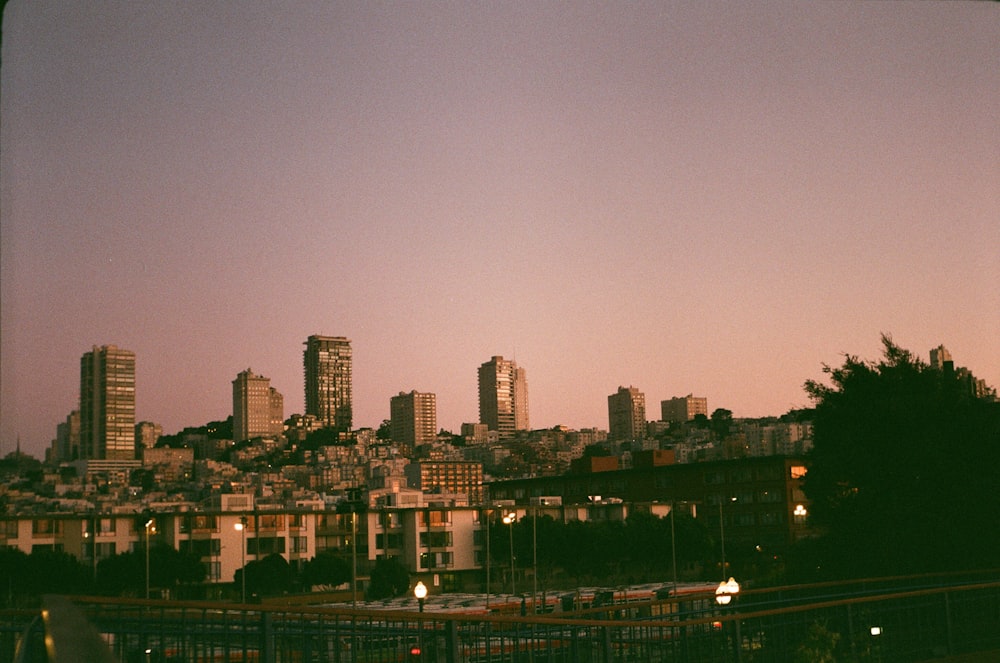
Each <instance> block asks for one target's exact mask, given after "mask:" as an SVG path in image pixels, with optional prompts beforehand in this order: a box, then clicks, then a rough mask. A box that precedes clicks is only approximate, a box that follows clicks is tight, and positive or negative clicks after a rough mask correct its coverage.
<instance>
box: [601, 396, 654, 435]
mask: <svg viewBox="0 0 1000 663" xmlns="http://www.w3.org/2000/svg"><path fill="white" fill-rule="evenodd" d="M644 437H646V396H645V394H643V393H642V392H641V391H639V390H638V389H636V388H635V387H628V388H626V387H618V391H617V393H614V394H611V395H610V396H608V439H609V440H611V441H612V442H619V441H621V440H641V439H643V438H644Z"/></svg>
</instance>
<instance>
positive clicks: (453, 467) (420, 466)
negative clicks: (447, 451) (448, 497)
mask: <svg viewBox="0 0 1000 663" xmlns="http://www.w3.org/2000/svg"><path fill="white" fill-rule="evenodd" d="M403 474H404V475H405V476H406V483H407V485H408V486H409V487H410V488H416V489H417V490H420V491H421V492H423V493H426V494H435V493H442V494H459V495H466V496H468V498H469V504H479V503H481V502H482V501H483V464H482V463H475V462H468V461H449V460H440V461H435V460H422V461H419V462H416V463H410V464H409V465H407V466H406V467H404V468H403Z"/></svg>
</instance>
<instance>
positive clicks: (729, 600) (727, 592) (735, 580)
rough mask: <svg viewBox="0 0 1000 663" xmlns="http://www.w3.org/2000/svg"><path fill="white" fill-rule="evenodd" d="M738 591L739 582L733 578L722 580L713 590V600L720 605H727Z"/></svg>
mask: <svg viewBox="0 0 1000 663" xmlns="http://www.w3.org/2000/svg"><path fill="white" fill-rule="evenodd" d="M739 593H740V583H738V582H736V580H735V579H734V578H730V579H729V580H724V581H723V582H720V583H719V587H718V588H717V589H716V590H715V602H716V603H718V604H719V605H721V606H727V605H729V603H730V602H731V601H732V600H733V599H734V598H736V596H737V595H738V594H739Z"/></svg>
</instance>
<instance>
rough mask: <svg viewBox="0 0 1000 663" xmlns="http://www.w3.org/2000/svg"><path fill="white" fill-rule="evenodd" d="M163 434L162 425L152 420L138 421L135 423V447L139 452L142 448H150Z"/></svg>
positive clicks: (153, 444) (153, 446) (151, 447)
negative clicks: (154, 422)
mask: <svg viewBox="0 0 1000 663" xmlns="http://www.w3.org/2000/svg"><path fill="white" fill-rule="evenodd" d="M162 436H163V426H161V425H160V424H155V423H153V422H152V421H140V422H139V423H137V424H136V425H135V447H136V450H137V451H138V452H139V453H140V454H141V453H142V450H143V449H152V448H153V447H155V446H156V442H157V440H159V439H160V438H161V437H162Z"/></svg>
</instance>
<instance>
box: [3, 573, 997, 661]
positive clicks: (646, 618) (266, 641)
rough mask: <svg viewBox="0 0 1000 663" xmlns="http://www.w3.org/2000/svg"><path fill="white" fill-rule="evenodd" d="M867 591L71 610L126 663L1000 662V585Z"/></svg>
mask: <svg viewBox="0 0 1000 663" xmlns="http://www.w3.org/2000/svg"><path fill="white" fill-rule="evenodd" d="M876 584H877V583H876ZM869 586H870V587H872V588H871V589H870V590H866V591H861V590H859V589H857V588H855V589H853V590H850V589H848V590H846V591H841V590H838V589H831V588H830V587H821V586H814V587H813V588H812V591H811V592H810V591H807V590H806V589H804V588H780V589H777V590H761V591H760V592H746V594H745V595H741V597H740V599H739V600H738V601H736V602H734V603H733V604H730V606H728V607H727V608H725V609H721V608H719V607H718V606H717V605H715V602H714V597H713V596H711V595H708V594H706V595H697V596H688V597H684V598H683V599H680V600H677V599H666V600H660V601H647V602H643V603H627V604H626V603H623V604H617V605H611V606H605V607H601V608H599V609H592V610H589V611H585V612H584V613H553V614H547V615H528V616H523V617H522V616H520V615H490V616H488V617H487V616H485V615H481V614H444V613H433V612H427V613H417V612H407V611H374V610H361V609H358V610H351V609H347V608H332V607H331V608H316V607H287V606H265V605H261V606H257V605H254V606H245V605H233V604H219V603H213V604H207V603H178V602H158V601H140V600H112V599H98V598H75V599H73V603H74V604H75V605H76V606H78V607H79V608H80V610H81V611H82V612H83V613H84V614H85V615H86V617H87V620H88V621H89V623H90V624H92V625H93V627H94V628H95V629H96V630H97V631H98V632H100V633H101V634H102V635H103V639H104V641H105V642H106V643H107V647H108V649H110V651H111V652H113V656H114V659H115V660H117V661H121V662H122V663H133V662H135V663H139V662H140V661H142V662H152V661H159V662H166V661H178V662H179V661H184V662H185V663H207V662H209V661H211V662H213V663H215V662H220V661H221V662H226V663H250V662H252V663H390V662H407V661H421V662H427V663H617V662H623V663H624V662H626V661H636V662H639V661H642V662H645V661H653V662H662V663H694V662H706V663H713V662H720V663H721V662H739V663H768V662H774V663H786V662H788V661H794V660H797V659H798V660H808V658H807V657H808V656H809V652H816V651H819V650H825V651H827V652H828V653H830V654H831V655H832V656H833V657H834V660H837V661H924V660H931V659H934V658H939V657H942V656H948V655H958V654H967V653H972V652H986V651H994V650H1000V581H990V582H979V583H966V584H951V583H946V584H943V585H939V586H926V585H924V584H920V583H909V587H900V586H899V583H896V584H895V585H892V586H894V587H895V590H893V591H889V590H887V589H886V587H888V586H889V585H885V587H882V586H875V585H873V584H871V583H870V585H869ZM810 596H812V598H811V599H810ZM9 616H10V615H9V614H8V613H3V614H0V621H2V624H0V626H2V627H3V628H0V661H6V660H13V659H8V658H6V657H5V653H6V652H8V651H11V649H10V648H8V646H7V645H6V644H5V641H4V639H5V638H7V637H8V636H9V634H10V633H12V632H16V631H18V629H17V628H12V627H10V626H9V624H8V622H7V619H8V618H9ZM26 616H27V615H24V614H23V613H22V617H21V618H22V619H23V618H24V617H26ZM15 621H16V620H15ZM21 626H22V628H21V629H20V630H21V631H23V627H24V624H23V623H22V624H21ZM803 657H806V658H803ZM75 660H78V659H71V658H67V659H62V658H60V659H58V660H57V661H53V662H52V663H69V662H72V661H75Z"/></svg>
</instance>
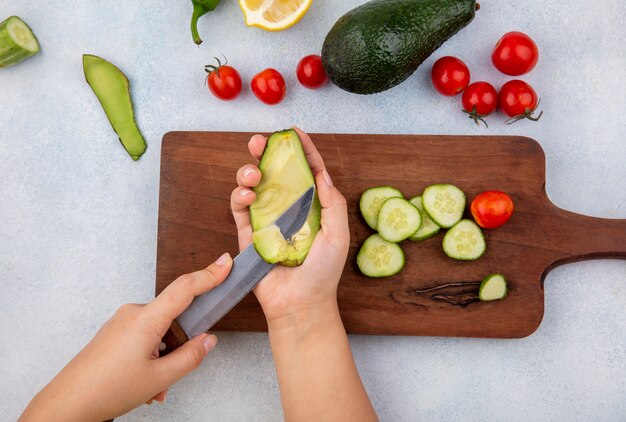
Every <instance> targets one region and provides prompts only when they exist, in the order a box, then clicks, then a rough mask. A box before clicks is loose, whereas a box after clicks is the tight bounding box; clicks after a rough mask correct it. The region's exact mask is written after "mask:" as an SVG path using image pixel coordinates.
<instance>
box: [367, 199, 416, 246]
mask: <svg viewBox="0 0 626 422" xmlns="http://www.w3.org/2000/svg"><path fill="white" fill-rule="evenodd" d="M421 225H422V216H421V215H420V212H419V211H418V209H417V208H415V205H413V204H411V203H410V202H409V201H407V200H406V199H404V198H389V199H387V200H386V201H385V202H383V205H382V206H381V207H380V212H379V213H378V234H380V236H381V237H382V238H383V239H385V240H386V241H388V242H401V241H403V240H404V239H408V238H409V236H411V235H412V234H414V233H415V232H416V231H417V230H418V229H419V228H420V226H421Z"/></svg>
□ □ □ □ □ □ □
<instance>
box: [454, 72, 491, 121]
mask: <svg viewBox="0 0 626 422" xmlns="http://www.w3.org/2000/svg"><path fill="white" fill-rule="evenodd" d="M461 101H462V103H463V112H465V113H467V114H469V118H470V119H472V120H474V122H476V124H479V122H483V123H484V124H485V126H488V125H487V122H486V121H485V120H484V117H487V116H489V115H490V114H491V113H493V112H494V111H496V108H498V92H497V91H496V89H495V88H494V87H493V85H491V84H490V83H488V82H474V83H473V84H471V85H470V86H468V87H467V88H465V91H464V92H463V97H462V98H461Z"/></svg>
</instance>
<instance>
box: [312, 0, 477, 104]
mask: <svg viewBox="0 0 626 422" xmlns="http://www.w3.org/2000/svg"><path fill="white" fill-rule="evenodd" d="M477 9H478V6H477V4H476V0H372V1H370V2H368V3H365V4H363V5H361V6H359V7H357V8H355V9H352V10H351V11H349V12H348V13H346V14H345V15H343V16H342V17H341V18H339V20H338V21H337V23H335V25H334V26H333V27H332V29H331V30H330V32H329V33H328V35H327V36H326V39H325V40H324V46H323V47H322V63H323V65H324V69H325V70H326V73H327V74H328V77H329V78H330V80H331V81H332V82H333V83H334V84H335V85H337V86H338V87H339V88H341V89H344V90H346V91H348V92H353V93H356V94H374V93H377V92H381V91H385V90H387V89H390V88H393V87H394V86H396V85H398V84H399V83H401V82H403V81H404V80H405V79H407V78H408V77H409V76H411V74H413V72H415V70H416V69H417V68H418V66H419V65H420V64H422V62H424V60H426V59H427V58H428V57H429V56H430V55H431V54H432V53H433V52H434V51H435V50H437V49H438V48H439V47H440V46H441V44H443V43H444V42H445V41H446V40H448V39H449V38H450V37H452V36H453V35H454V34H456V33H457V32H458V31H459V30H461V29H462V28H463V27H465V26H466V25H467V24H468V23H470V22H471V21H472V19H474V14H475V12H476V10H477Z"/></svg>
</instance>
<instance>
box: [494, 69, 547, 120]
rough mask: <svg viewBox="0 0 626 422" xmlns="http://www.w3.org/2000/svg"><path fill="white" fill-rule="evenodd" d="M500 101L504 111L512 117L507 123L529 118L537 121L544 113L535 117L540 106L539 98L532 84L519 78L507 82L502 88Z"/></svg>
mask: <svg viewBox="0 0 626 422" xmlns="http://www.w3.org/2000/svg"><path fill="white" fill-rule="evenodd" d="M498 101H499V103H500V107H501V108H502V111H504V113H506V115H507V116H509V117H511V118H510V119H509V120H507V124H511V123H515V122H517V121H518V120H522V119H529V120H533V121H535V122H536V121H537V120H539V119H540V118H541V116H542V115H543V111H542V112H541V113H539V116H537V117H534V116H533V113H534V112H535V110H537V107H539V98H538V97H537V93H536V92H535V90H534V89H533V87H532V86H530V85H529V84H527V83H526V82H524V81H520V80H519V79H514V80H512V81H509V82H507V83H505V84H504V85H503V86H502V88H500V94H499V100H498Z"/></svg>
□ □ □ □ □ □ □
__YOUR INSTRUCTIONS__. Copy every line in the rows above that contains the word "correct". Case counts.

__WRITTEN RESPONSE__.
Each <instance> block asks for one target's exact mask, given after "mask:" as an SVG path in image pixels, with optional prompts beforehand in this order: a box, then clicks, then a rough mask. A box that precedes clicks is only approximate, a box that follows clicks is tight, and positive or negative clicks after a rough mask correct its coverage.
Every <instance> targets one region and provides prompts only when they exist, in the order a box, then clicks, then a rough mask. A box before clicks is loose, whereas a box after clicks is the tight bounding box; clicks after a rough mask correct it. The region's exact mask is written after "mask:" as an SVG path using image pixel coordinates.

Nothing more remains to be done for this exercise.